> **Text segment**
*** Block opens ***
Then just when you think that perhaps he wasn't the "one", that maybe you were wrong he instantly pops up again and love bombs us again.  We become so used to this cycle and the ups and downs, that we may develop the mind that we should be grateful when he decides to come back and grace us with his loving adoration.

If it was funny I would laugh because looking back on it now it seems so ridiculous and flat out insane.  Is love a form of insanity?  I think not, but in this case what you experience with a malignant narcissist isn't real love.  It's  love bombing which is a substitute for real love.  Real love is all about connection and communication and that is the one quality a malignant narc does not have and is not capable of learning.  Face the facts, he doesn't want to learn.  If you are not serving their need for attention then you do not deserve their "special" brand of love.  So if you have needs of your own, children to attend to, stuck in traffic, sick at home, on the phone etc...expect to be treated with the utmost disdain and expect punishment in the form of withdrawal and witholding.  For a somatic narcissist this is his bread and butter.  He is the expert.   Infidelity, if you are married will become an eventual  reality, he is capable of entertaining several targets at once and making each one feel like the only one. He will show off his body, his muscles in multiple attempts to garner his supply of adoring females.   Happily he takes and takes with no intent of giving back what he takes in equal measure.
*** Block closes ***
> **Provided material**
*** Block opens ***
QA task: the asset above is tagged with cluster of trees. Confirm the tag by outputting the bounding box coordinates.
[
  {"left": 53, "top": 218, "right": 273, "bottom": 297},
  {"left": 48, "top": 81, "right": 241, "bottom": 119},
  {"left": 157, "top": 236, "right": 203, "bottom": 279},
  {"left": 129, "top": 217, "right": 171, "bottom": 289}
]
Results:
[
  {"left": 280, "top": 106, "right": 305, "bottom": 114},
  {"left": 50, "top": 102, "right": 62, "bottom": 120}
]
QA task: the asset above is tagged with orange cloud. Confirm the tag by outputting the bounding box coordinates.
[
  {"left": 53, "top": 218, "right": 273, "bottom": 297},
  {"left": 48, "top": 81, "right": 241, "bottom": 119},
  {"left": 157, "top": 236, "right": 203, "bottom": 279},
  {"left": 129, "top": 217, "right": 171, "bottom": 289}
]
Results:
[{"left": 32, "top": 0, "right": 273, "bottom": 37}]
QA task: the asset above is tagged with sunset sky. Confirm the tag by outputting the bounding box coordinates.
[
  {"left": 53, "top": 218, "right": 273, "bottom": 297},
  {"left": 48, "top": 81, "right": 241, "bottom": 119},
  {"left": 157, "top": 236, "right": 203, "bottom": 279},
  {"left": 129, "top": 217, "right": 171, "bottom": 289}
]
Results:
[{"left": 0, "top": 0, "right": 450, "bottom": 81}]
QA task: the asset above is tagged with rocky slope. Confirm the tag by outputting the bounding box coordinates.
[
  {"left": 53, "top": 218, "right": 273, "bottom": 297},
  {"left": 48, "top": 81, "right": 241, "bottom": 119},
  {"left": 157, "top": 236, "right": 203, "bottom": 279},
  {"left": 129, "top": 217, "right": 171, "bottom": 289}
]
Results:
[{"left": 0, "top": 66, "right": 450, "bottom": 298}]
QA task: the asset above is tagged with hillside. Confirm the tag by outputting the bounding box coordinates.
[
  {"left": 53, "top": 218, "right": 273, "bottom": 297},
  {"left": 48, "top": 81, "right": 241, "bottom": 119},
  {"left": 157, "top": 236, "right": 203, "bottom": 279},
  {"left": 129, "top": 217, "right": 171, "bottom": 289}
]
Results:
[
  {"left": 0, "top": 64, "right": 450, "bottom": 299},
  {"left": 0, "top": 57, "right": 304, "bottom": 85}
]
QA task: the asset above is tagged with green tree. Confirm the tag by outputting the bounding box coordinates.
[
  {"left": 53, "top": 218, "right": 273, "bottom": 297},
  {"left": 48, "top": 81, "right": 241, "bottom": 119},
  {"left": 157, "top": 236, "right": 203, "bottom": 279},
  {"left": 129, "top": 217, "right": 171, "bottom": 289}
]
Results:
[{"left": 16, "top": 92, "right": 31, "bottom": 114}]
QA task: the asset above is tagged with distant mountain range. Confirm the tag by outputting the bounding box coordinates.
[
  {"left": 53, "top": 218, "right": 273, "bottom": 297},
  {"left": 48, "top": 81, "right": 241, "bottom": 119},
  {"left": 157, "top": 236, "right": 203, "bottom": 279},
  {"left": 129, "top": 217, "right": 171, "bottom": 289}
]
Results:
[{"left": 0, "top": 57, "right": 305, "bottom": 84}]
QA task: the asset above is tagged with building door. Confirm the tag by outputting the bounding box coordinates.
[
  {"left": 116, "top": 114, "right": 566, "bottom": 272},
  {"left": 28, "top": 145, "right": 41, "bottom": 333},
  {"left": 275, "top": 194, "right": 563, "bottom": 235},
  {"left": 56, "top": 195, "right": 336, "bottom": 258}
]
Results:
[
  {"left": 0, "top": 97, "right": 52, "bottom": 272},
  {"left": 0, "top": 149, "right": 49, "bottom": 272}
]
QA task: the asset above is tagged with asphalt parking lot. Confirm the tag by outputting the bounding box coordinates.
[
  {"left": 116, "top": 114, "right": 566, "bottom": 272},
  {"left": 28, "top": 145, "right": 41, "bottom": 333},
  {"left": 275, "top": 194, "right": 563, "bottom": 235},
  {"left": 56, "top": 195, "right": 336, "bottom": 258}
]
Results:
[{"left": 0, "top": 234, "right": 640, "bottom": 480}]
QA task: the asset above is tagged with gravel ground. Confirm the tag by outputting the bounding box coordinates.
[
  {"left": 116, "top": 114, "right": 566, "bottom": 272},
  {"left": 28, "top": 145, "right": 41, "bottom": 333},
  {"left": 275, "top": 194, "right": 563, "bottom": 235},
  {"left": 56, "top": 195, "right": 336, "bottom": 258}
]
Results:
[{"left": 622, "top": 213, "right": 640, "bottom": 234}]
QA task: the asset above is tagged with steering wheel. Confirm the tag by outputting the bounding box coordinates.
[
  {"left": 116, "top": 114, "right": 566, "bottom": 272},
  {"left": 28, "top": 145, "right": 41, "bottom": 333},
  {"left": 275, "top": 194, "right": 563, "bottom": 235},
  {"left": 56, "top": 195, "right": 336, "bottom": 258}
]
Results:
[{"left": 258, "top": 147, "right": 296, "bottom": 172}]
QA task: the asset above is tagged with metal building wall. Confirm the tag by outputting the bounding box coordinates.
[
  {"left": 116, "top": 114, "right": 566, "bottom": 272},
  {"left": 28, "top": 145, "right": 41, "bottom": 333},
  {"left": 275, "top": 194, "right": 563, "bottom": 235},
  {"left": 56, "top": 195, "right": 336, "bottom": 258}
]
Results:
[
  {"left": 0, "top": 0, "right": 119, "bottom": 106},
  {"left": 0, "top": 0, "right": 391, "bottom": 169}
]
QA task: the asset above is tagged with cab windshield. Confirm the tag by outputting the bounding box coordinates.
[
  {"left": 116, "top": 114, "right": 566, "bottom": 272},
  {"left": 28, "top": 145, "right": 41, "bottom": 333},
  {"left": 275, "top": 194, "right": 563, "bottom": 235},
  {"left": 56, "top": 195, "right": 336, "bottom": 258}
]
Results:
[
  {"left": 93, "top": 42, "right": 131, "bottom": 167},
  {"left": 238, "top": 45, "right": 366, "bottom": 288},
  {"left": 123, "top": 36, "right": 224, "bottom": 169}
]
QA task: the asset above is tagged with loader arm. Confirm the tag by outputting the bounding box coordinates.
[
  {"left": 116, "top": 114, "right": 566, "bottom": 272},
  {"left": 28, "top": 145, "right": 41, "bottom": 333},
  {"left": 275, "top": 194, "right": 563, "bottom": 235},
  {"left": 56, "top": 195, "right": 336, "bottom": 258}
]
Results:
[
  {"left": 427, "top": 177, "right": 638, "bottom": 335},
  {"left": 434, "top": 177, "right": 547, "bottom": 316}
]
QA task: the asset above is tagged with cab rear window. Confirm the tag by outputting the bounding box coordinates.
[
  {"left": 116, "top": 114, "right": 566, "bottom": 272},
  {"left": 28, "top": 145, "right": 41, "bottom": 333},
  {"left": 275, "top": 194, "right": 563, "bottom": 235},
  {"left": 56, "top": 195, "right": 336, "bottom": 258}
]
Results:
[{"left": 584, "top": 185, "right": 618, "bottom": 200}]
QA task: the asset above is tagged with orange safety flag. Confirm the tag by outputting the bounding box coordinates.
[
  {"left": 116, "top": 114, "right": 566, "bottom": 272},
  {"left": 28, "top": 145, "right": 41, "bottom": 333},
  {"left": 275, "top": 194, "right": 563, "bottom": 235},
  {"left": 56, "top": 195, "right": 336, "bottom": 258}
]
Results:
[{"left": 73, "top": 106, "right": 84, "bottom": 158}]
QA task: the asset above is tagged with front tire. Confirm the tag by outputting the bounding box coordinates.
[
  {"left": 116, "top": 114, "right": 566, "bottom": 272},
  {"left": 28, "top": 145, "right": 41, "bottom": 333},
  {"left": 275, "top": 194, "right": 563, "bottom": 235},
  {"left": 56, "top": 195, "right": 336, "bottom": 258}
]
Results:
*** Block closes ***
> **What you will do**
In the text on love bombing, what does real love consist of?

> **Exercise solution**
Connection and communication.